Section du texte:
——

1. Tout lecteur de journal, de magazine, de site Internet, en possession
de l’e-mail d’un journaliste, gracieusement porté à sa connaissance par
l’éditeur qui l’emploie, peut désormais fustiger la paresse
incommensurable de celui-ci, qui recopie servilement depuis dix ans des
dépêches de l’Agence France Presse. Avant Internet le lecteur ne lisait
pas les dépêches de l’Agence France Presse. Depuis Internet les lecteurs
destinataires des dépêches de l’Agence France Presse sont plus nombreux
que les journalistes.
2. Tout journaliste rédigeant un article dans lequel il évoque les
activités d’une entreprise, d’un groupe d’intérêts, d’une secte, d’une
éminente personnalité, ou s’interroge sur le bien fondé d’un produit,
critique un artiste, voire un homme politique, s’expose désormais à
recevoir dans les heures qui suivent plusieurs centaines, voire
plusieurs milliers de messages de protestation. Parfois même il pourra
s’agir d’injures. Dans les cas extrêmes de menaces.
3. Dans les deux cas de figures précédents, le rédacteur en chef ou le
directeur de la publication qui emploient ce journaliste imprudent,
sinon malintentionné, pourront eux aussi être les récipiendaires des
messages qui lui sont destinés.
4. Tout texte publié sur Internet par un journaliste, dûment identifié,
n’est pas susceptible de bénéficier du délai de prescription de trois
mois, prévu par une loi datant de 1881, aux termes de laquelle une
personne - physique ou morale -, s’estimant mise en cause à tort par la
presse, cesse de pouvoir demander un droit de réponse, poursuivre
l’auteur du texte incriminé du chef de diffamation, ou exercer toute
autre forme de demande de réparation qui sera examinée par un tribunal.

——

(Données enregistrées)
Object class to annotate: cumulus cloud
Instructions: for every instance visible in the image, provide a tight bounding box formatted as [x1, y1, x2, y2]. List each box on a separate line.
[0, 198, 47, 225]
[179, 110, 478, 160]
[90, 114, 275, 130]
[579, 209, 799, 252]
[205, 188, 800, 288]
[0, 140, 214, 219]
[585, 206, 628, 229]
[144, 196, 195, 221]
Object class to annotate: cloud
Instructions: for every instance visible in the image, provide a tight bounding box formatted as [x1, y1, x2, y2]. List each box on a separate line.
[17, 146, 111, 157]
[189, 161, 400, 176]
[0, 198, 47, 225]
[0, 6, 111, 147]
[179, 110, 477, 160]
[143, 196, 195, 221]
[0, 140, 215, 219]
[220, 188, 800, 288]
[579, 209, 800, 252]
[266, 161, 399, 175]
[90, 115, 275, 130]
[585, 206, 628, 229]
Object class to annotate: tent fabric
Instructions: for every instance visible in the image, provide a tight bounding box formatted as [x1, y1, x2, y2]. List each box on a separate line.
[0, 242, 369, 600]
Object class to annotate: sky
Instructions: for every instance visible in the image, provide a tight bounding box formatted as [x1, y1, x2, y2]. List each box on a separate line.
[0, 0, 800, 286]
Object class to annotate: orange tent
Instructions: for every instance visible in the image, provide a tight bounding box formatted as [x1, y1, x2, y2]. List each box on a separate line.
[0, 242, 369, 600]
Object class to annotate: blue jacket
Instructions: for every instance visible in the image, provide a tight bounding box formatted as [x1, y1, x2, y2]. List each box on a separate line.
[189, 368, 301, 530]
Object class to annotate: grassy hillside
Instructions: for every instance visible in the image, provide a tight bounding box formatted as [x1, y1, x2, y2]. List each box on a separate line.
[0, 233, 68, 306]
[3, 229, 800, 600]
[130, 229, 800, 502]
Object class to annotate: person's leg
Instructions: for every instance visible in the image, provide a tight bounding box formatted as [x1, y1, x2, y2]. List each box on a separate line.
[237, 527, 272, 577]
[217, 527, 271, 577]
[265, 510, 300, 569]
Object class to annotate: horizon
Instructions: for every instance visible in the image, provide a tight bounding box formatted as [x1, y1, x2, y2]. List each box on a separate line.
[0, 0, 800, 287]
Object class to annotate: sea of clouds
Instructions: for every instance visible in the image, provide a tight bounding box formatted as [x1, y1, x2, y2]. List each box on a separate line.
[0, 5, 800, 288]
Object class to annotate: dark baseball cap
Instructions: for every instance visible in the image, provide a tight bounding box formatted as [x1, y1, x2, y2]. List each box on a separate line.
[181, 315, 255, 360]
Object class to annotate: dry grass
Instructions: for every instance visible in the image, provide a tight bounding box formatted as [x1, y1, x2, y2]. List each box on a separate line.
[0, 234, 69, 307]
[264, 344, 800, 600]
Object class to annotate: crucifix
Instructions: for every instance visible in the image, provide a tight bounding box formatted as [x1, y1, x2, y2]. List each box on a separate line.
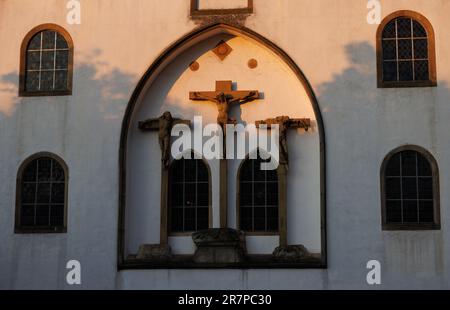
[256, 116, 311, 247]
[189, 81, 259, 228]
[139, 112, 191, 245]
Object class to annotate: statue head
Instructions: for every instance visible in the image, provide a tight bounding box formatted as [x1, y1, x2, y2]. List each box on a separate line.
[163, 111, 173, 121]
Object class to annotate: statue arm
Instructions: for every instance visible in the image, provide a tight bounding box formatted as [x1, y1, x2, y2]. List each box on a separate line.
[139, 118, 159, 130]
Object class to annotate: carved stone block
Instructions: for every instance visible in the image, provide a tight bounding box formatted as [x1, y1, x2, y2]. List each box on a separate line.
[273, 245, 311, 262]
[192, 228, 246, 264]
[136, 244, 172, 261]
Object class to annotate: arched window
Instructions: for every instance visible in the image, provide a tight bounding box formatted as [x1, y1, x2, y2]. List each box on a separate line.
[169, 157, 210, 234]
[19, 24, 73, 96]
[377, 11, 436, 87]
[238, 156, 279, 234]
[381, 146, 440, 230]
[16, 153, 68, 233]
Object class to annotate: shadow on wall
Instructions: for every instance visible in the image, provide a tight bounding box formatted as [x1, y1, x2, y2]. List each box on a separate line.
[317, 42, 450, 285]
[0, 49, 139, 122]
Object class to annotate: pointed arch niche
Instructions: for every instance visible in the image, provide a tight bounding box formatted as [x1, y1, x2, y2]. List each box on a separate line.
[118, 24, 326, 269]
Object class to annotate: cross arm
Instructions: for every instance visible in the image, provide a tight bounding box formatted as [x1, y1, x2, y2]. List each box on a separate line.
[139, 118, 159, 131]
[289, 118, 311, 131]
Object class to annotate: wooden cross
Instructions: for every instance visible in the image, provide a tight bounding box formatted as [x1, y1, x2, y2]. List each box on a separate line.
[255, 116, 311, 248]
[189, 81, 259, 228]
[189, 81, 259, 130]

——

Travail à faire:
1. Recopiez sans rien changer le passage du texte sur les journalistes et Internet qui s'ouvre sur les mots « 3. Dans les » et se ferme sur « lui sont destinés. ».
2. Répondez à ces questions d'après le texte sur les journalistes et Internet :
(a) Depuis combien de temps, selon le point 1, le journaliste recopie-t-il des dépêches de l'Agence France Presse ?
(b) Combien de messages de protestation un journaliste peut-il recevoir dans les heures qui suivent son article, d'après le point 2 ?
(c) De quelle année date la loi mentionnée au point 4 ?
3. Prolongez le texte sur les journalistes et Internet à partir de sa dernière phrase.

Réponses aux consignes:
1.
3. Dans les deux cas de figures précédents, le rédacteur en chef ou le
directeur de la publication qui emploient ce journaliste imprudent,
sinon malintentionné, pourront eux aussi être les récipiendaires des
messages qui lui sont destinés.

2.
(a) Depuis dix ans.
(b) Plusieurs centaines, voire plusieurs milliers.
(c) De 1881.

3.
5. Tout journaliste doit désormais savoir, admettre, sinon se féliciter,
que le vibrant plaidoyer qu’il dédie au « devoir de mémoire », en saluant
les initiatives courageuses de M. Steven Spielberg, figurera quelques
semaines plus tard sur le portail d’un site révisionniste localisé
outre-Atlantique. Site dont l’activité est protégée par le 1er
Amendement de la Constitution des Etats-Unis d’Amérique.
6. Les communiqués de propagande rédigés à flux tendu par les
entreprises et les officines qu’elles commanditent à cet effet sont
accessibles gratuitement sur Internet. Tout lecteur attentif, et
passionné par l’information, pourra sans peine, et pour son plus grand
profit, les retrouver sous la plume des journalistes dont il parcourt
les écrits. Qu’ils soient publiés dans un support traditionnel ou sur
Internet.
7. Tout journaliste s’étant vu reconnaître par ses pairs une compétence
que ses employeurs daignent à l’occasion saluer fera montre d’une
parfaite impassibilité quand l’analyse des visites effectuées par les
internautes sur les pages du site qu’il honore de ses contributions
attestera que le score qui est le sien, notablement inférieur aux normes
imposées par les responsables de la publicité, légitime l’interruption
immédiate de sa collaboration.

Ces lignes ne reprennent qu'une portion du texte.